=== Data provided ===
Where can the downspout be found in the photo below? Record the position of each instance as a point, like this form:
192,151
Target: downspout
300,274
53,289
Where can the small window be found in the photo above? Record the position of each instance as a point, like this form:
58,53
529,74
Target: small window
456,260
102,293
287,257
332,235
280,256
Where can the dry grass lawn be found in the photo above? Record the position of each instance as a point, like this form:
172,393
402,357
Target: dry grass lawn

==

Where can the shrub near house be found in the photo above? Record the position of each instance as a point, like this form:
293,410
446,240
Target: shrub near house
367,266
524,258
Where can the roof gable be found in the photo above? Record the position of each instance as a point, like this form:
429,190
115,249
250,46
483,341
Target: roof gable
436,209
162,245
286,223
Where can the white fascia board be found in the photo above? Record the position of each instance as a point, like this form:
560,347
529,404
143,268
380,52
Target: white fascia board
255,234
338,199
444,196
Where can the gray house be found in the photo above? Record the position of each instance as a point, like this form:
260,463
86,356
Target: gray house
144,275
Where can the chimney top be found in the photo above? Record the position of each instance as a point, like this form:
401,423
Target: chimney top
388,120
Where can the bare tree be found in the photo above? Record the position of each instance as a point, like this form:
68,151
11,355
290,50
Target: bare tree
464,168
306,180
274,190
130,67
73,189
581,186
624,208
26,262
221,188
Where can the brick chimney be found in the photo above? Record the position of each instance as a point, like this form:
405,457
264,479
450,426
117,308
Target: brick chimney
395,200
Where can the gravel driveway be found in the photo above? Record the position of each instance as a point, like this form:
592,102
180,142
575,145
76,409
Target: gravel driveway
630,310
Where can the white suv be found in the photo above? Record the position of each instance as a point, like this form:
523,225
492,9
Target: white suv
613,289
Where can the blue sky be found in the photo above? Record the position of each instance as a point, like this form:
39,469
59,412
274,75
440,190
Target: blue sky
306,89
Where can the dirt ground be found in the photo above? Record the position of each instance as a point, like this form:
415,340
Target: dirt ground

=== What to work on ===
Please convert the lines of the records above into a JSON list of strings, one string per line with blank lines omitted. Begin at the line that contains "Where can the dry" and stop after the line that contains "Target: dry grass lawn".

=== Worked answer ===
[
  "Where can the dry grass lawn be found in the photo above? Record the position of each instance as a point, like this form:",
  "172,393",
  "402,357",
  "Target: dry grass lawn"
]